> **PROBLEM STATEMENT**:
The required result is the exact run of lines beginning at the one containing "Exercise. Mark the navy blue" and ending at the last line of the entries.

EXERCISE INPUTS below:

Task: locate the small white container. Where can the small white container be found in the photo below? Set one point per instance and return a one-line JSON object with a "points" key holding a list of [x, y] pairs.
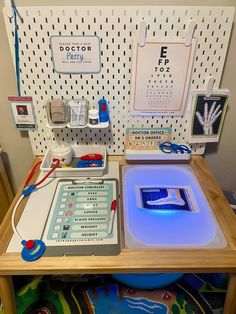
{"points": [[77, 151], [63, 152]]}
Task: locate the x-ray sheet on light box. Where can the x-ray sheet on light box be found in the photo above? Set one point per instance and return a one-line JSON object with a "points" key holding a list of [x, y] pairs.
{"points": [[207, 115], [166, 198]]}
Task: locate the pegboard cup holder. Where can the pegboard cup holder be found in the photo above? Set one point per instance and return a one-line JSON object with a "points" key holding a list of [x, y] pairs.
{"points": [[190, 32], [142, 33], [8, 8], [209, 86]]}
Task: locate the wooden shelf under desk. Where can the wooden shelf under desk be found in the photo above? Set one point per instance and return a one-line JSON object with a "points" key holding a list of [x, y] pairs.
{"points": [[132, 261], [143, 260]]}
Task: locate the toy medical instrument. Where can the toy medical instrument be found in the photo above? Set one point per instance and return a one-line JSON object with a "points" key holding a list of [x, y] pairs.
{"points": [[103, 111], [91, 157], [168, 148], [32, 249], [89, 163]]}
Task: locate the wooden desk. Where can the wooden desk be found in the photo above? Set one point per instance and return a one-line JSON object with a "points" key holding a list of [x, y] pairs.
{"points": [[128, 261]]}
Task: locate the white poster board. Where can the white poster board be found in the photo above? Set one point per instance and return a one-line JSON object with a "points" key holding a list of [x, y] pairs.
{"points": [[160, 77]]}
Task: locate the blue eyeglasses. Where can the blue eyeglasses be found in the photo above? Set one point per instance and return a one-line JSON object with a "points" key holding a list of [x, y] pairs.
{"points": [[168, 148]]}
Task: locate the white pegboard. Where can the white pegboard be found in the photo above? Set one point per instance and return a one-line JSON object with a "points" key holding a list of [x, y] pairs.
{"points": [[116, 27]]}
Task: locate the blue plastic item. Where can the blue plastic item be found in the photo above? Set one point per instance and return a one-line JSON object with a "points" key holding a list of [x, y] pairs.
{"points": [[168, 148], [147, 281], [89, 163], [103, 111], [34, 252]]}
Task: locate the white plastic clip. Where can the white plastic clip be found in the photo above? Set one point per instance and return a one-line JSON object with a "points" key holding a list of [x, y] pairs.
{"points": [[8, 8], [210, 84], [142, 29], [190, 32]]}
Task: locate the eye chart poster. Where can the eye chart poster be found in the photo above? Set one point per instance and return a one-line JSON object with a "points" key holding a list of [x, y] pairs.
{"points": [[160, 77]]}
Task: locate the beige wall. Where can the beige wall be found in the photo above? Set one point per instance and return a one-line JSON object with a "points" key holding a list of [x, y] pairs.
{"points": [[220, 157]]}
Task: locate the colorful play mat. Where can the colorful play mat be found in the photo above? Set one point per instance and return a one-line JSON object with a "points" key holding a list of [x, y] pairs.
{"points": [[101, 294]]}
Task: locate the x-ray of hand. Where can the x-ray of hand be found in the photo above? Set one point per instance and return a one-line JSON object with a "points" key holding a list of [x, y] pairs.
{"points": [[209, 117]]}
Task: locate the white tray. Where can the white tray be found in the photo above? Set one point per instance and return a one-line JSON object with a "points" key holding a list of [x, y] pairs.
{"points": [[78, 151]]}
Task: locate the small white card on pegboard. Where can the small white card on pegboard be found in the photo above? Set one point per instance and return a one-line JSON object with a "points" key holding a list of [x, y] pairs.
{"points": [[160, 77], [76, 54]]}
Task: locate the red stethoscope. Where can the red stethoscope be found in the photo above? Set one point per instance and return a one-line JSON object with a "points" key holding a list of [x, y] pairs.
{"points": [[32, 249]]}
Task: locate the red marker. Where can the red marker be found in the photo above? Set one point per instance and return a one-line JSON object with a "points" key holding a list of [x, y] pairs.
{"points": [[91, 157], [113, 212]]}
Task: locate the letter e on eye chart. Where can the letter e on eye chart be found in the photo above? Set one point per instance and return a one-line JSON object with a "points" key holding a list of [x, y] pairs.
{"points": [[208, 116], [160, 77]]}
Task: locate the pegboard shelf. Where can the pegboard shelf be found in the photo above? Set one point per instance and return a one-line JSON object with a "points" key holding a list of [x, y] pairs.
{"points": [[116, 28], [102, 125]]}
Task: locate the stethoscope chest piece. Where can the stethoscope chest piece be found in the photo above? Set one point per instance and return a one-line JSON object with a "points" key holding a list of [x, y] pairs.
{"points": [[32, 250]]}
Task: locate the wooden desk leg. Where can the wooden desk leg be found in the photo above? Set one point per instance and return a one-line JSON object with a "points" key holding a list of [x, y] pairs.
{"points": [[7, 294], [230, 300]]}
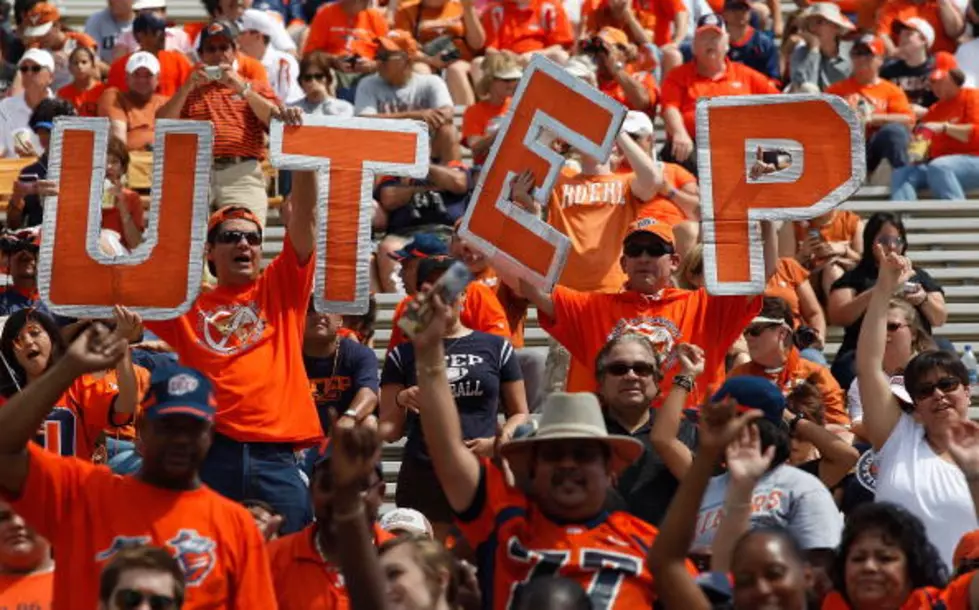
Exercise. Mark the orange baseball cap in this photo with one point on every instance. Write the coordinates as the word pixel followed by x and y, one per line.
pixel 651 225
pixel 398 41
pixel 40 19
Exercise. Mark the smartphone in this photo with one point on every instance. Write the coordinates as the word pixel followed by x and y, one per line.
pixel 452 283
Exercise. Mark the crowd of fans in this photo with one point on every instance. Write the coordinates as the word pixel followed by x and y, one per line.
pixel 671 448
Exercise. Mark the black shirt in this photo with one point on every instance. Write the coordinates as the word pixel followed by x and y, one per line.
pixel 862 278
pixel 646 488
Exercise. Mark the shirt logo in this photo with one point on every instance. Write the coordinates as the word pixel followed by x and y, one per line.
pixel 195 555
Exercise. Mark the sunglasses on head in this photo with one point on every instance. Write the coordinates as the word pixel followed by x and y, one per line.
pixel 945 384
pixel 130 599
pixel 253 238
pixel 641 369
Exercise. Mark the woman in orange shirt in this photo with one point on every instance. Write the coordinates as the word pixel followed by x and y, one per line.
pixel 86 88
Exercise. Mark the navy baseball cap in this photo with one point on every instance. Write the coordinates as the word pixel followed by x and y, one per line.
pixel 423 245
pixel 180 391
pixel 754 393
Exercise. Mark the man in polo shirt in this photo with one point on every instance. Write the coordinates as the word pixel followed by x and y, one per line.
pixel 240 111
pixel 709 74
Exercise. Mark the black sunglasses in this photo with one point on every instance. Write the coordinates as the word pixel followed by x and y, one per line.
pixel 654 249
pixel 945 384
pixel 130 599
pixel 641 369
pixel 253 238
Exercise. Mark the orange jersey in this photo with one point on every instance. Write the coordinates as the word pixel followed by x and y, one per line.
pixel 27 591
pixel 963 109
pixel 303 581
pixel 595 213
pixel 248 340
pixel 524 27
pixel 88 514
pixel 606 556
pixel 584 321
pixel 683 86
pixel 785 282
pixel 335 33
pixel 481 311
pixel 796 370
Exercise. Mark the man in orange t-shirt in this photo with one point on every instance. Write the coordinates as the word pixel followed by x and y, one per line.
pixel 708 74
pixel 246 334
pixel 88 513
pixel 883 107
pixel 26 568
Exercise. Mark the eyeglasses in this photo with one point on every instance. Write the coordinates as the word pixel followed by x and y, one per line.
pixel 655 249
pixel 253 238
pixel 641 369
pixel 130 599
pixel 945 384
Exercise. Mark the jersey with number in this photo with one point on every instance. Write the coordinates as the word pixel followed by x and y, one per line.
pixel 516 543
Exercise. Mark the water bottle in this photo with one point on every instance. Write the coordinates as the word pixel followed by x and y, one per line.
pixel 969 360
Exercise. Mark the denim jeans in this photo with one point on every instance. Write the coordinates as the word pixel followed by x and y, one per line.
pixel 259 471
pixel 948 177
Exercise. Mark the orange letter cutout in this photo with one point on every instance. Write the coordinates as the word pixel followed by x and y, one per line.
pixel 161 277
pixel 826 144
pixel 516 242
pixel 347 153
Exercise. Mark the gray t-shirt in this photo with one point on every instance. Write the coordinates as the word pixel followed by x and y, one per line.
pixel 104 29
pixel 422 92
pixel 787 497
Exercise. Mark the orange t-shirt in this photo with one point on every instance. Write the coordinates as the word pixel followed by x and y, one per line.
pixel 524 27
pixel 27 591
pixel 248 340
pixel 784 284
pixel 595 213
pixel 85 102
pixel 88 514
pixel 481 311
pixel 962 109
pixel 656 16
pixel 140 120
pixel 303 581
pixel 683 86
pixel 661 207
pixel 175 69
pixel 335 33
pixel 584 321
pixel 796 370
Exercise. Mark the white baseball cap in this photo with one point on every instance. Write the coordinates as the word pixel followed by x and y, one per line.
pixel 406 520
pixel 637 123
pixel 143 59
pixel 38 56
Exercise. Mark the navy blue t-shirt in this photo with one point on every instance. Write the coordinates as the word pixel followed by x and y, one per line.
pixel 477 364
pixel 335 381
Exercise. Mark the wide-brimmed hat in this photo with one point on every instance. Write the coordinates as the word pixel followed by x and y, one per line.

End of EXERCISE INPUTS.

> **ANSWER SPACE**:
Exercise. Mark the navy blue t-shirt in this photo with one point on every instance. Write the coordinates as the word pixel followed by x and y, one per line.
pixel 477 364
pixel 335 381
Exercise. Mark the wide-brimmed hat in this photo with one point on every instance. Write the coordinates as the word pixel followed by x and y, one per line.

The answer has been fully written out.